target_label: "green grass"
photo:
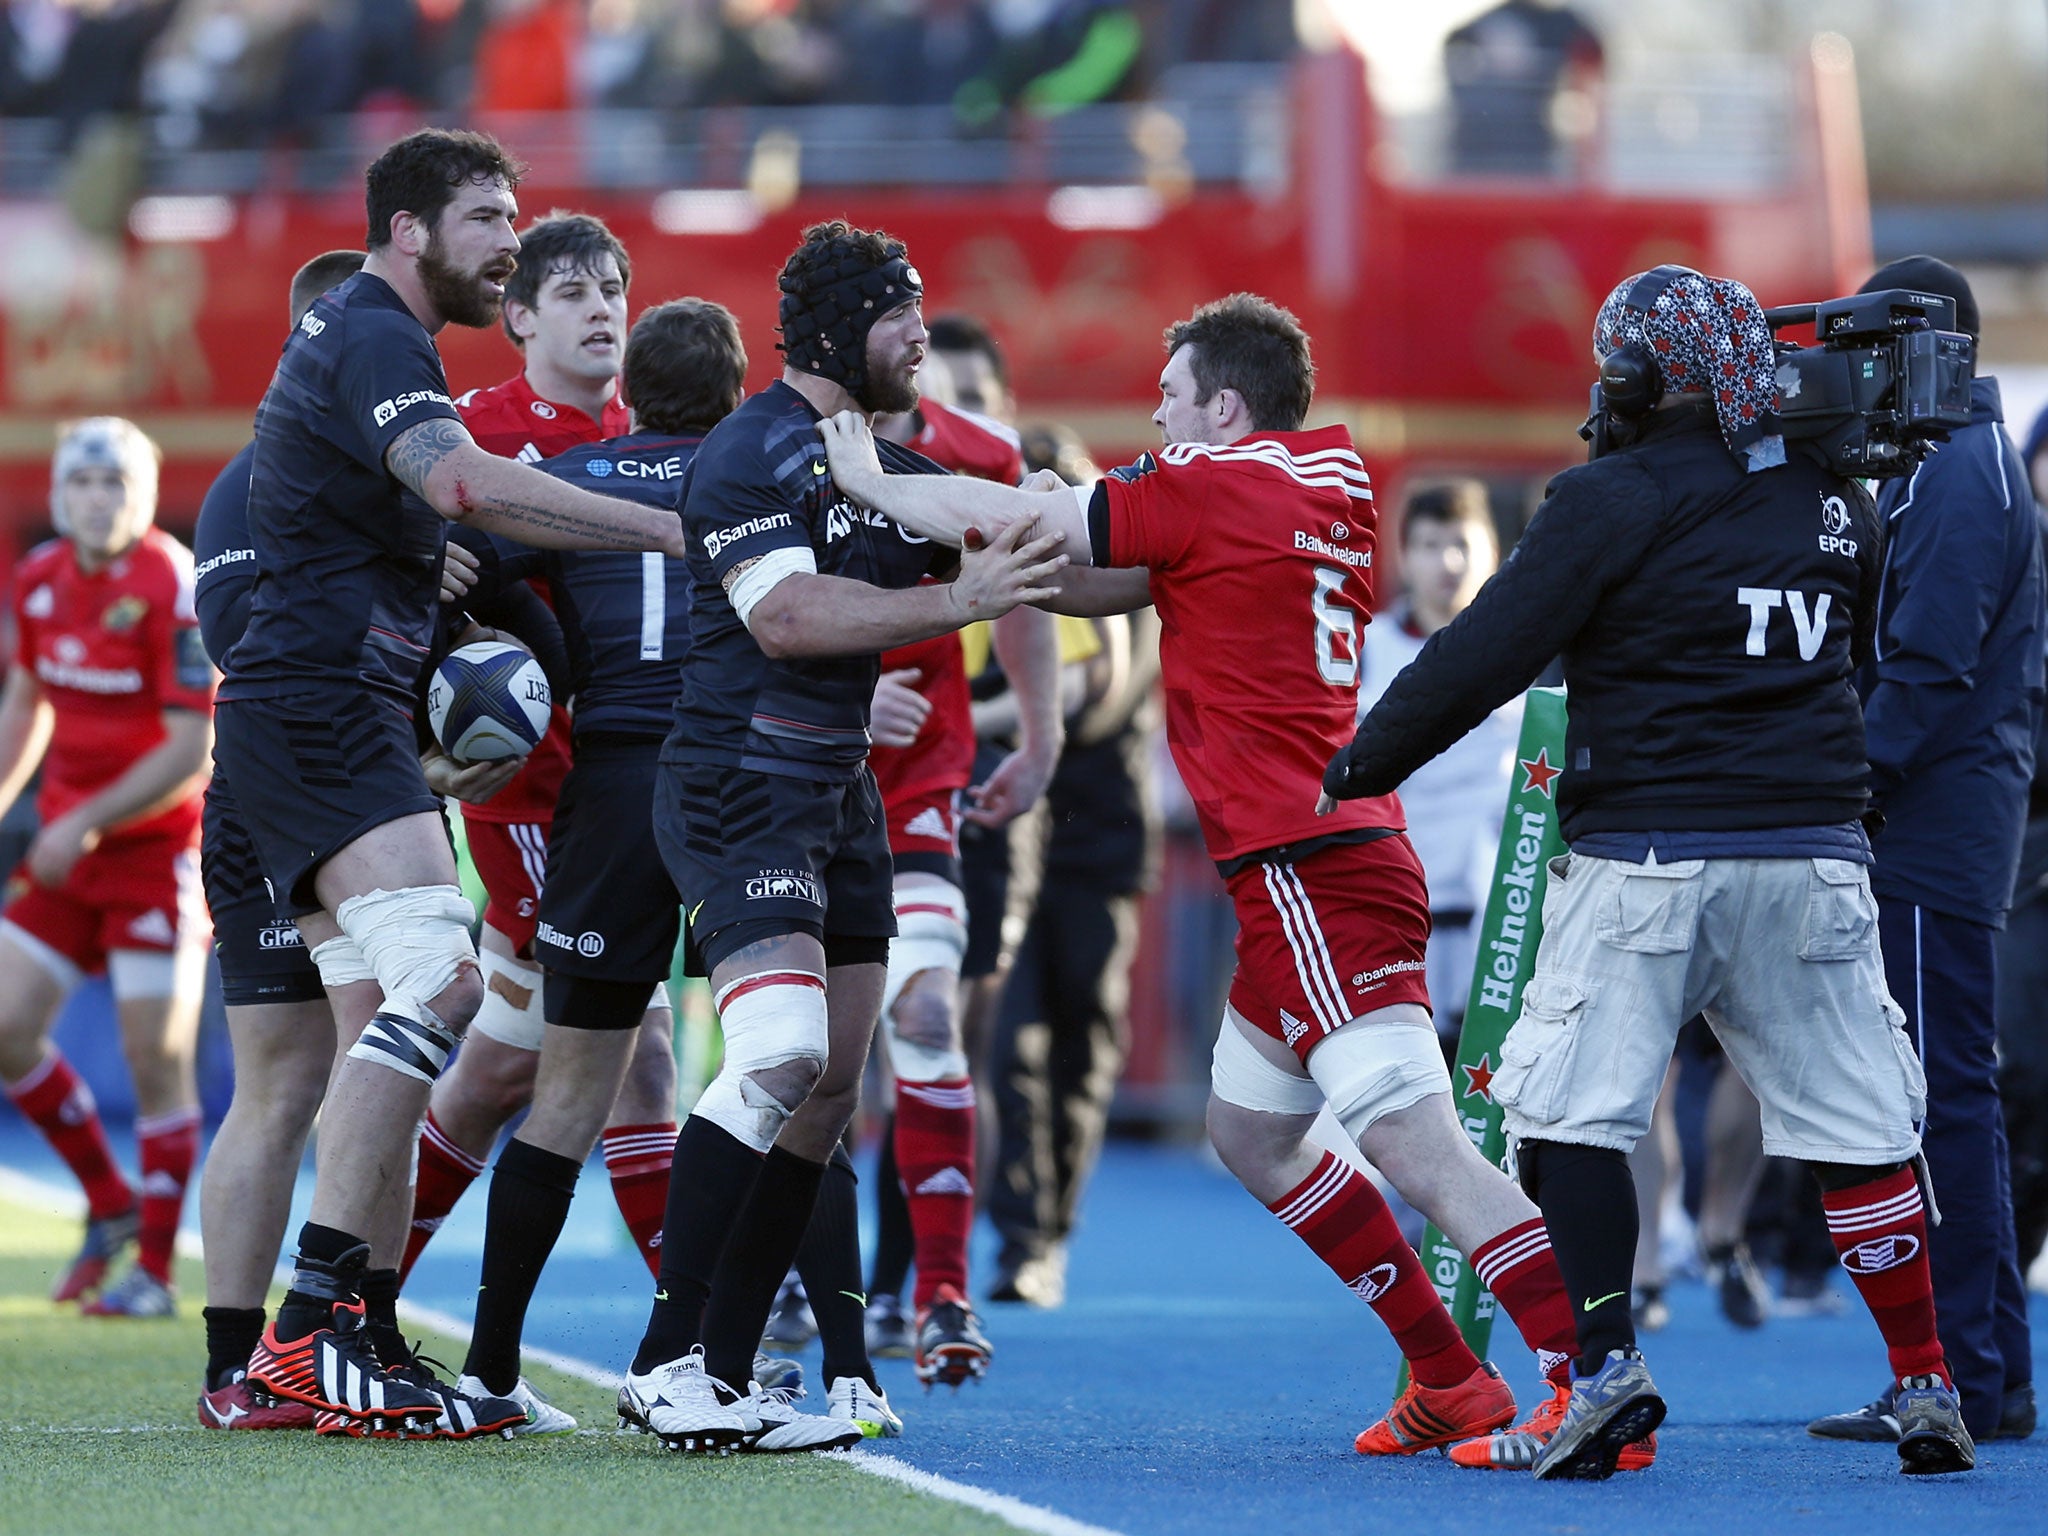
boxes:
[0,1198,1008,1536]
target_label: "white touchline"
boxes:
[2,1167,1127,1536]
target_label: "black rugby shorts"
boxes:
[654,761,895,974]
[200,769,324,1007]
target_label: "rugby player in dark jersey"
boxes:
[616,222,1066,1452]
[434,299,752,1435]
[220,129,686,1437]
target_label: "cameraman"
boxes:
[1323,268,1972,1480]
[1809,258,2045,1448]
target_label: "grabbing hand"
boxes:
[948,515,1066,624]
[1320,733,1374,808]
[440,541,481,604]
[870,668,931,749]
[27,812,98,887]
[964,733,1060,828]
[422,746,527,805]
[817,411,886,507]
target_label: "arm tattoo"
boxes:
[386,418,470,499]
[721,556,762,596]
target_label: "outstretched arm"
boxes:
[818,411,1092,555]
[387,418,686,556]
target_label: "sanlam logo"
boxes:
[372,390,453,428]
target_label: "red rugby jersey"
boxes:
[9,529,214,847]
[870,400,1024,818]
[453,371,628,822]
[1095,426,1405,862]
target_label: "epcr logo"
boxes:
[1820,494,1851,536]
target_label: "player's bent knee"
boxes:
[693,969,829,1152]
[885,980,966,1082]
[1307,1017,1452,1142]
[333,885,479,1027]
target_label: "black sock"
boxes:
[1525,1140,1639,1374]
[798,1142,876,1389]
[701,1146,828,1391]
[359,1266,408,1369]
[203,1306,266,1391]
[869,1116,914,1300]
[274,1223,368,1342]
[632,1116,765,1375]
[463,1139,582,1394]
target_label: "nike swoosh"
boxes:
[1584,1290,1628,1312]
[812,461,828,475]
[654,1289,670,1302]
[203,1398,247,1427]
[840,1290,867,1306]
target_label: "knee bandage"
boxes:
[882,882,969,1083]
[347,1008,461,1084]
[693,969,829,1153]
[470,950,545,1052]
[309,934,377,990]
[1209,1006,1325,1117]
[1307,1019,1451,1140]
[332,885,477,1024]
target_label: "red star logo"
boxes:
[1462,1054,1496,1104]
[1519,748,1561,799]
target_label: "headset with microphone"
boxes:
[1580,264,1703,458]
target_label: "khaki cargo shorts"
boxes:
[1494,851,1925,1164]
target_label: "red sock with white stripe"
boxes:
[7,1051,132,1218]
[399,1111,485,1283]
[1269,1151,1480,1387]
[135,1107,200,1283]
[1471,1217,1579,1390]
[895,1077,977,1310]
[1822,1166,1949,1385]
[602,1121,677,1278]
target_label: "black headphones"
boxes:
[1598,265,1700,419]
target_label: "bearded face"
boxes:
[853,301,925,415]
[420,216,518,330]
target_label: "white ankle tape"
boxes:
[346,1008,461,1084]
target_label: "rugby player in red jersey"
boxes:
[0,418,214,1318]
[819,293,1611,1461]
[405,213,679,1286]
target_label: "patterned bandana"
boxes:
[1594,269,1785,472]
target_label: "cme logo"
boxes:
[588,460,614,478]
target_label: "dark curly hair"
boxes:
[1163,293,1315,432]
[364,129,525,251]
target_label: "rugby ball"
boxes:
[426,640,550,763]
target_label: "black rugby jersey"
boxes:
[473,432,699,741]
[664,382,952,782]
[220,272,461,707]
[192,440,256,668]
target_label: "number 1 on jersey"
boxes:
[1312,564,1359,688]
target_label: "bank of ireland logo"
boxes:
[1841,1233,1919,1274]
[1331,521,1350,541]
[1821,493,1850,536]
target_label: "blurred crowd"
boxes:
[0,0,1296,152]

-=-=-=-=-

§ **Your task**
Although the records contain pictures, your copy should hold only the text, reproduced exactly.

§ **Exercise output**
target_label: "green grass"
photo:
boxes:
[0,1198,1008,1536]
target_label: "white touchline"
boxes:
[2,1167,1127,1536]
target_label: "black rugby shorts"
boxes:
[654,761,895,974]
[200,769,324,1007]
target_label: "rugby player in dark jersey"
boxes:
[616,222,1066,1452]
[434,299,752,1435]
[220,129,686,1437]
target_label: "cameraman"
boxes:
[1323,268,1972,1480]
[1809,258,2045,1448]
target_label: "grabbing hand"
boxes:
[948,515,1066,624]
[1320,733,1374,808]
[440,541,481,604]
[870,668,931,749]
[27,812,98,887]
[964,733,1060,828]
[422,746,527,805]
[817,411,886,507]
target_label: "arm tattoo"
boxes:
[386,418,470,499]
[721,556,762,596]
target_label: "outstretched arm"
boxes:
[818,411,1092,555]
[387,418,686,556]
target_label: "sanlam logo"
boxes:
[372,390,453,428]
target_label: "red rugby jersey"
boxes:
[9,529,214,847]
[870,400,1024,818]
[453,371,628,822]
[1095,426,1405,862]
target_label: "epcr logo"
boxes:
[1820,494,1851,536]
target_label: "player's bent knee"
boxes:
[693,969,829,1152]
[885,980,966,1082]
[1307,1017,1452,1142]
[333,885,479,1027]
target_label: "black sock"
boxes:
[1525,1140,1639,1374]
[798,1142,876,1389]
[701,1146,828,1391]
[359,1266,408,1369]
[203,1306,266,1391]
[869,1116,914,1300]
[274,1223,368,1342]
[632,1116,765,1375]
[463,1139,582,1394]
target_label: "nike swoosh"
boxes:
[1584,1290,1628,1312]
[812,461,828,475]
[654,1289,670,1302]
[203,1398,247,1427]
[840,1290,867,1306]
target_label: "knee bandage"
boxes:
[882,882,969,1083]
[347,1008,461,1084]
[693,969,829,1153]
[470,950,545,1052]
[309,934,377,990]
[1209,1006,1325,1117]
[1307,1019,1451,1140]
[332,885,477,1024]
target_label: "red star logo"
boxes:
[1462,1054,1496,1104]
[1519,748,1561,799]
target_label: "headset with microphone"
boxes:
[1580,264,1703,458]
target_label: "khaki cargo shorts"
boxes:
[1494,851,1925,1164]
target_label: "red sock with white stripe"
boxes:
[7,1051,132,1218]
[399,1111,485,1283]
[1269,1151,1480,1387]
[135,1107,200,1283]
[1471,1217,1579,1390]
[895,1077,977,1310]
[1822,1166,1949,1385]
[602,1121,677,1278]
target_label: "black headphones"
boxes:
[1598,265,1700,419]
target_label: "bearded face"
boxes:
[853,301,925,415]
[420,216,518,330]
target_label: "white ankle tape"
boxes:
[346,1008,461,1084]
target_label: "rugby player in red jersey"
boxes:
[0,418,214,1318]
[819,293,1611,1461]
[405,213,679,1286]
target_label: "patterned bandana"
boxes:
[1594,269,1785,472]
target_label: "cme logo"
boxes:
[588,460,614,478]
target_label: "dark curly hair"
boxes:
[1163,293,1315,432]
[364,129,525,251]
target_label: "rugby ball"
boxes:
[426,640,550,763]
target_label: "black rugby jersey"
boxes:
[473,432,699,741]
[664,382,952,782]
[220,272,461,707]
[192,440,256,668]
target_label: "number 1 on jersey"
boxes:
[1312,564,1359,688]
target_label: "bank of ireland logo"
boxes:
[1841,1233,1919,1274]
[1331,521,1350,541]
[1821,493,1850,536]
target_label: "blurred crowd"
boxes:
[0,0,1296,152]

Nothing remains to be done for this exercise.